──────── Auszug ────────

Dabei geht es nicht so sehr um das WIE VIEL, sondern vielmehr um das DASS (auch wenn „Mehr ist mehr“ in diesem Fall zutrifft). Auch muss es nicht nur stopfen sein, sondern alles was das Technikrepertoire so zulässt und das Reparaturherz höher schlagen lässt, ist erlaubt und erwünscht – es heißt nicht umsonst Repairdate höhö.

Frühestens Mai gibt’s dann den passenden Bericht. Frohes reparieren 🪡

Dieser Post ist ein Teil der Reihe <Mein stopfendes Leben>.

──────── Datensätze ────────

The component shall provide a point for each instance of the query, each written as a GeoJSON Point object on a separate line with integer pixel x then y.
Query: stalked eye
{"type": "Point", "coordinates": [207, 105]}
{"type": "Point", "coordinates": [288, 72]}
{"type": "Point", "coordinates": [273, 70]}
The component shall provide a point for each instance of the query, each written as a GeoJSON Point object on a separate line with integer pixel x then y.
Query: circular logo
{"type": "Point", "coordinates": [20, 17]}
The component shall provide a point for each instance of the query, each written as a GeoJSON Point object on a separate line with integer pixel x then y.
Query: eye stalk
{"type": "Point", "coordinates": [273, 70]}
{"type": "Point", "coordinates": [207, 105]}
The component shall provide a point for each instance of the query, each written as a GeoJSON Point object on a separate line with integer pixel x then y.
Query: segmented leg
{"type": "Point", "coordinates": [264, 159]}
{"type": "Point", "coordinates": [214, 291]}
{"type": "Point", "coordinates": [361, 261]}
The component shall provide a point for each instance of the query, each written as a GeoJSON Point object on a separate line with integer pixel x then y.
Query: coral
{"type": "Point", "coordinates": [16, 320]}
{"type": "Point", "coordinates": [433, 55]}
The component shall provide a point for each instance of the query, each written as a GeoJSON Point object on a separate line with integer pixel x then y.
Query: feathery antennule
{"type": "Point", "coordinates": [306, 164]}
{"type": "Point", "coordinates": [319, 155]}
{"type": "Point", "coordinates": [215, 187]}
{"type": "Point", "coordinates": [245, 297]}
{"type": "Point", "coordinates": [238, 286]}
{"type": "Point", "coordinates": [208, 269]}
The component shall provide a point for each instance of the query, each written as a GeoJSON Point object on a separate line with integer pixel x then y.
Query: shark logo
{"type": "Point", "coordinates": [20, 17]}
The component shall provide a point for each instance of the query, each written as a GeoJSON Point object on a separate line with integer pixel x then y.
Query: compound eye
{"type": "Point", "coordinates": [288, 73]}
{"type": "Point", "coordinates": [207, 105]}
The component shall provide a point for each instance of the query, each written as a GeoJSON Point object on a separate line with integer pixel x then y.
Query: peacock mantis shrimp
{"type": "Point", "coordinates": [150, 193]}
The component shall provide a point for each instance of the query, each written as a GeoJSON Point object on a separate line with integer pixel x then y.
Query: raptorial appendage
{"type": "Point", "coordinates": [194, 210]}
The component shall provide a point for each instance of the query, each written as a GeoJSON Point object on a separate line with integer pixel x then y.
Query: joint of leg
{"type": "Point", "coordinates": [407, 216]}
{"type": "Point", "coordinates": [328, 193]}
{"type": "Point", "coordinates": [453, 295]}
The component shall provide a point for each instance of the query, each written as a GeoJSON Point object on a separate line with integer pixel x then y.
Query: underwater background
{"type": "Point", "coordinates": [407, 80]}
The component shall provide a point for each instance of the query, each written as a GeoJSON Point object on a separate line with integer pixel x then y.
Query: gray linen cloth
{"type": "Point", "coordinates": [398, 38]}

────────

- _Aufgaben_:
(1) Warum ist laut dem Auszug über das Reparieren nicht nur Stopfen erlaubt? Antworte in ein bis drei Sätzen.
(2) Führe den Auszug über das Reparieren nach seinem letzten Satz weiter.

- _Lösungen_:
(1) Die Aktion heißt nicht umsonst „Repairdate“. Deshalb ist alles erlaubt und erwünscht, was das Technikrepertoire zulässt und das Reparaturherz höher schlagen lässt.

(2)
„Das Stopfen ist mein Hobby.“

Das Stopfen ist mein Hobby. Ich bin also bereit, freiwillig Zeit in diese Tätigkeit zu investieren und genieße diese Zeit. Ich repariere gerne ein Kleidungsstück und „rette“ es damit vor dem Wegwerfen, weil es mich reizt etwas wieder funktionstüchtig zu machen und aus dem kaputten Zustand zu heben. Der Weg dahin ist die Herausforderung, die mich anspornt: das Verständnis für das Stück vor mir, die Anwendung einer passenden Technik und zu sehen, wie es sich fügt, Webreihe um Webreihe oder Masche um Masche. Diese Herausforderung zu meistern und am Ende das Stück wieder tragfähig gemacht zu haben, hyped mich.

Ich „rette“ es aber nicht aus nachhaltigen Gründen und um weniger Müll zu produzieren. Das ist zwar ein sehr positiver Nebeneffekt, wenn ich stopfe, aber für mich nicht der priorisierte Zweck. Warum ich das erzähle?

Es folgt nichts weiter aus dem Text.